---- EXTRACTED TEXT
No guessing involved here.

Or did you mean something else?

Groetjes,
<><
Marnix
William Uther
2008-02-26 06:03:57 UTC
Permalink
-----BEGIN PGP SIGNED MESSAGE-----
Hash: SHA1
Post by Thomas Lord
The note ("badmerge") seems to lead off with a conceptual error, to me.
You say that the Darcs algorithm is not making simply
a "better guess" but is using knowledge of actual code
motion.
That's not strictly true. Darcs is making use of
heuristically estimated code motion. So Darcs merge
solution is, actually, still a guess -- just a different kind
of guess.
Could you clarify this for me? I know darcs a bit, and I'm not sure
where darcs is guessing when merging. Darcs *is* guessing when creating
a patch--
Hi,
Tom didn't say DARCS was guessing when merging. He said that the
DARCS
merge *solution* is still based on guessing. This is true for exactly
the
reason you identified - the initial patch is a guess. The merge
algorithm
suffers from "Garbage In, Garbage Out", or rather "Guess In, Guess Out".

If DARCS had a way for the user to check that the patch was 'correct'
before it was committed, then there would be no guessing in the
solution.
In that case the user could catch the example you gave of a bad diff.

I think it is also true that having clean, formal semantics does not
always mean a system does what you want. Even if DARCS provided a UI
for patch verification, and hence wasn't guessing, it could still get
things wrong at a semantic level because the patch language it uses
cannot express all the code change concepts we use with 100% fidelity.

Cheers,

Will :-}
zooko
2008-02-26 15:05:36 UTC
Permalink
Folks:

Right -- I generally agree with what Michael Richters, Walter
Franzini, Tom Lord, Marnix Klooster, and William Uther have posted in
this thread.

I like to break down the parts of the revision control algorithm like
this:

There is "resolution" (terminology chosen by the Codeville guys),
which is the process of looking at two snapshots of the filesystem
and inferring what sort of change the user meant. This is the part
where the hunks can be "not what the user intended" while still being
syntactically right, as Marnix showed:

}

void g(void)
{
printf("g!\n");

(As an example of how the addition of a new C function named 'g'
might be resolved.)

Then there is "location", which is the process of determining, when
applying a given patch, where to apply it. There are at least two
kinds of location question -- "Which file does this patch apply
to?" (Tom Lord's original "which Makefile?" problem) and "Which lines
does this hunk apply to?". Some tools, such as arch, can track
"which file" precisely, but use a 3-merge for "which lines", which
means they cannot answer the "which lines" question without
guessing. Others, such as darcs, track 'which lines" precisely.
--------
---- ENTRIES SHOWN
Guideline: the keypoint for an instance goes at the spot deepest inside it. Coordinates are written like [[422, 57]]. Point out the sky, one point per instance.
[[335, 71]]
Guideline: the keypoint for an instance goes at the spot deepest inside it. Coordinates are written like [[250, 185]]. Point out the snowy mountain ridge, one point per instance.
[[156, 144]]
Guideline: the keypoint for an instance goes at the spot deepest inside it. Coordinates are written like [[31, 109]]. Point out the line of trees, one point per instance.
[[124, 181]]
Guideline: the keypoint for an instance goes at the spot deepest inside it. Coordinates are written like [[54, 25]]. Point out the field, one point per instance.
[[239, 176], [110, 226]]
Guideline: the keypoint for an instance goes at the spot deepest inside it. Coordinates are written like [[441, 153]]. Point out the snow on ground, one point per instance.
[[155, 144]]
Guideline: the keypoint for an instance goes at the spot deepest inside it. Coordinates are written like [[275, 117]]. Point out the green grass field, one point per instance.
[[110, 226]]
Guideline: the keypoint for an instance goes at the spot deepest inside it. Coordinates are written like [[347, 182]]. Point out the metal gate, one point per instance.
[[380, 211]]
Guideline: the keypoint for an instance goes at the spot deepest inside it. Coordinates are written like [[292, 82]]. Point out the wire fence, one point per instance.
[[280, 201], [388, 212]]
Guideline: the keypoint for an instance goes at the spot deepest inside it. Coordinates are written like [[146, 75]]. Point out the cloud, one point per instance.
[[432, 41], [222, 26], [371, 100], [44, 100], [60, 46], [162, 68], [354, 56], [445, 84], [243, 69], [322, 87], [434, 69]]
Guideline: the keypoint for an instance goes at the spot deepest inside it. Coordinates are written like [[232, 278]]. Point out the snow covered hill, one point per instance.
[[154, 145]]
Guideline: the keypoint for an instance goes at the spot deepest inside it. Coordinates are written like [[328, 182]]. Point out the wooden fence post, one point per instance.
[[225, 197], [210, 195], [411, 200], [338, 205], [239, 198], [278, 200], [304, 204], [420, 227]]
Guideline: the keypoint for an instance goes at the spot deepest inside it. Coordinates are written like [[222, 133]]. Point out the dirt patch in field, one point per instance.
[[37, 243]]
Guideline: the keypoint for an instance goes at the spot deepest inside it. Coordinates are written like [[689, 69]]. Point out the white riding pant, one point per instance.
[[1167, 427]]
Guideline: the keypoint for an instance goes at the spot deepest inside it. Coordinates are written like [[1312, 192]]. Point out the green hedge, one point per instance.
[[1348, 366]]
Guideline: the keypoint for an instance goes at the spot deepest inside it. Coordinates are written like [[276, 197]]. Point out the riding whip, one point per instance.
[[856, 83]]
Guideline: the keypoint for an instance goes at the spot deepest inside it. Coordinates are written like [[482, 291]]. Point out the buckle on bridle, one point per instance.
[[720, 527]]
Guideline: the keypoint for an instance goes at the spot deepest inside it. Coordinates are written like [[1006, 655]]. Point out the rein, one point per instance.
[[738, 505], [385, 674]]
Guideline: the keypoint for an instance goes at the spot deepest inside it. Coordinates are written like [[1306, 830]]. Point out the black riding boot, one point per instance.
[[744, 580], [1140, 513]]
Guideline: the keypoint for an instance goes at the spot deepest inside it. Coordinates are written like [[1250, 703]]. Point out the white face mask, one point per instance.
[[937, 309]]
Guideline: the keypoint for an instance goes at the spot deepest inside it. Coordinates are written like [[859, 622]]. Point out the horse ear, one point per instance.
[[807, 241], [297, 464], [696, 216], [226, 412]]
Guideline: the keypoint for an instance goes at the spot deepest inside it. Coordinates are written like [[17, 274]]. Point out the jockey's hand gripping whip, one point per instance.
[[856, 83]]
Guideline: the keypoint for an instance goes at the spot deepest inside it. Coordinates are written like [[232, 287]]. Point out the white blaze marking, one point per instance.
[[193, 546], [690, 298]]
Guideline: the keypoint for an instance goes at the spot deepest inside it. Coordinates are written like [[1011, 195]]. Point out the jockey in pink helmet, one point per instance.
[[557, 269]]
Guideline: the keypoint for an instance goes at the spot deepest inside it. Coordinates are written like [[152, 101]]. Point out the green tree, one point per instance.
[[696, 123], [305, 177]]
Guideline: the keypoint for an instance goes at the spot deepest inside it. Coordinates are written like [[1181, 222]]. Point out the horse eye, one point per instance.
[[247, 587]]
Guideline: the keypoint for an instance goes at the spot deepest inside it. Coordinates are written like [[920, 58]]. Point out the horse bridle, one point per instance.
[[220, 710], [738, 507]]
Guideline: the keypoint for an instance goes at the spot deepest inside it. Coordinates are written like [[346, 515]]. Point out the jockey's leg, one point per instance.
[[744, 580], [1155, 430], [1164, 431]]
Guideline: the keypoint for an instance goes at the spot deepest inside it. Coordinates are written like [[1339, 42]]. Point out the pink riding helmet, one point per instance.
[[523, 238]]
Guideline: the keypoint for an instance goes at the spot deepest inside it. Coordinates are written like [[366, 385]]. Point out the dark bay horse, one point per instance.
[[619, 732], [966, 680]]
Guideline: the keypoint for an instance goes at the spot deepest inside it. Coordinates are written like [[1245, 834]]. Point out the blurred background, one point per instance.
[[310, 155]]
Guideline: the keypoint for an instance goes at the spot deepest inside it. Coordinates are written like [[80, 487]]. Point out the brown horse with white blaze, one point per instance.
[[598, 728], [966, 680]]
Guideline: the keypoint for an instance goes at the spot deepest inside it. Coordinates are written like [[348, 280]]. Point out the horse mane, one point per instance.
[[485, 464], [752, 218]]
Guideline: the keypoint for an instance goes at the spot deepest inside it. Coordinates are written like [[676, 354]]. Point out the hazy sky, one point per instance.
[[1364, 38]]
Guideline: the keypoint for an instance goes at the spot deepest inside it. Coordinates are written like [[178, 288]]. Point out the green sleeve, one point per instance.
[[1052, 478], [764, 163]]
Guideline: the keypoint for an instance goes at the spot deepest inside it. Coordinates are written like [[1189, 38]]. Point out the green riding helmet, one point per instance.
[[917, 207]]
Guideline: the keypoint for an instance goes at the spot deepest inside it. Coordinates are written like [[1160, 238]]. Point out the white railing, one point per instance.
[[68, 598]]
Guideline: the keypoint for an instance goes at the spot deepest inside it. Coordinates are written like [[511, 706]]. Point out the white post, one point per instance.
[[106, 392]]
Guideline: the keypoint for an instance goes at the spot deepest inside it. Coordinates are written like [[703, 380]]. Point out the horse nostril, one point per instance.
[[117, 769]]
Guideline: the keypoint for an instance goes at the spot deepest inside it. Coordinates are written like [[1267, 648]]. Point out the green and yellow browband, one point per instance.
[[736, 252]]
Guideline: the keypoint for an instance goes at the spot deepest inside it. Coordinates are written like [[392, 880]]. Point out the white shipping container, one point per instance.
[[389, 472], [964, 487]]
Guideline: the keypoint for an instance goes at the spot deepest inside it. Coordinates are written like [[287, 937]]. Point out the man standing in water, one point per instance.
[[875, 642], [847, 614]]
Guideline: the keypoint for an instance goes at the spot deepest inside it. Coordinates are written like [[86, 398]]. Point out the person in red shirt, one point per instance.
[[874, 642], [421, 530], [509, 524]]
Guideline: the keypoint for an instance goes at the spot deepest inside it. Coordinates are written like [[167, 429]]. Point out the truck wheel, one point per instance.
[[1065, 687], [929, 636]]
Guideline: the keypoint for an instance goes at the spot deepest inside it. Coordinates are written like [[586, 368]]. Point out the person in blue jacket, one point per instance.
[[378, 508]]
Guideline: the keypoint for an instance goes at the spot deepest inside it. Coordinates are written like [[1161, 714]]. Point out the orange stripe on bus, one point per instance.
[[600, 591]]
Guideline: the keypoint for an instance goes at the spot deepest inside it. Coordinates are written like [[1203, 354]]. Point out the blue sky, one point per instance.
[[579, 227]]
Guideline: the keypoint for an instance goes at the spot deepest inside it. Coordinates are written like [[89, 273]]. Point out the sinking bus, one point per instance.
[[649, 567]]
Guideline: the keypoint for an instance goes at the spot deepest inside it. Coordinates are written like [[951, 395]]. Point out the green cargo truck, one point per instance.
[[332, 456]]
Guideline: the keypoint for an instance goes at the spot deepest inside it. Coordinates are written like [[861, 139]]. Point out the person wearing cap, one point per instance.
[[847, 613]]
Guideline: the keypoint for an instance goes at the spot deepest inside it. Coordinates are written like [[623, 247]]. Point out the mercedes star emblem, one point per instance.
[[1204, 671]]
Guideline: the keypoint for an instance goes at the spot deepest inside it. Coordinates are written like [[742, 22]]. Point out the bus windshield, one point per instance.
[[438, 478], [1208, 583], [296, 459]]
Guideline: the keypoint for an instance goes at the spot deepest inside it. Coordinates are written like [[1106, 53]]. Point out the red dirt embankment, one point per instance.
--------
DIRECTIVES
1 - From the thread on Darcs merging, return the passage from "I like to break" up to and including "void g(void)".
2 - In the thread on Darcs merging, what term, credited to the Codeville developers, names the process of comparing two filesystem snapshots to infer what change the user meant?
3 - Extend the thread on Darcs merging past its final sentence.

TASK-BY-TASK RESULTS
1 -
I like to break down the parts of the revision control algorithm like
this:

There is "resolution" (terminology chosen by the Codeville guys),
which is the process of looking at two snapshots of the filesystem
and inferring what sort of change the user meant. This is the part
where the hunks can be "not what the user intended" while still being
syntactically right, as Marnix showed:

}

void g(void)

2 - Resolution.

3 -
What I am currently interested in is separations between these
concepts. Here are a few assertions:

1. Correctly answering the location question is not sufficient for
applying a patch "in the way that the user intended" because of the
possibility of the resolution being unintended by the programmer.
Tom Lord and William Uther pointed this out on this thread.

2. Correctly answering both the location question and the resolution
question would still not be sufficient for "merge produces a better C
program".

3. Incorrectly answering some of these questions can sometimes
accidentally lead to better C programs, as per the example at [1].
Therefore, correctly answering the resolution question is not
necessary for "merge produces a better C program", and correctly
answering the location question is not necessary for "merge produces
a better C program".

3.b. Arbitrarily swapping characters for other characters can also
sometimes accidentally lead to better C programs, as per my argument
in [1].


Obviously I, and everyone else, know that "merge produces a better C
program" is not a property that we are going to directly achieve by
tweaking our resolution and location algorithms. It is a very
important property, and we should think about how to facilitate users
to achieve it, but it arises only from the interaction of algorithm
and user -- not from algorithm alone.


Oh, and here's another one that is going to help me think more
clearly about these things in the future:

4. Correctly "applying patches in the way the user intended" is not
sufficient for "merge produces a better C program", because the
intents of the two users may conflict.


Okay, here's an open question. Is assertion 5 right?

uncertain assertion 5. Correctly answering both the resolution and
location questions is necessary and sufficient for "applying the
patch the way the user intended".


Regards,

Zooko

[1] https://zooko.com/badmerge/concrete-bad-semantics.html
Michael Richters
2008-02-26 18:25:46 UTC
Permalink
Post by zooko
Okay, here's an open question. Is assertion 5 right?
uncertain assertion 5. Correctly answering both the resolution and
location questions is necessary and sufficient for "applying the
patch the way the user intended".
I think this assertion is correct, but I will repeat my earlier point:
it is not possible for the computer to answer the location question
correctly with complete confidence. And this is debatable, but it may
not be possible for the user performing the merge to do so, either.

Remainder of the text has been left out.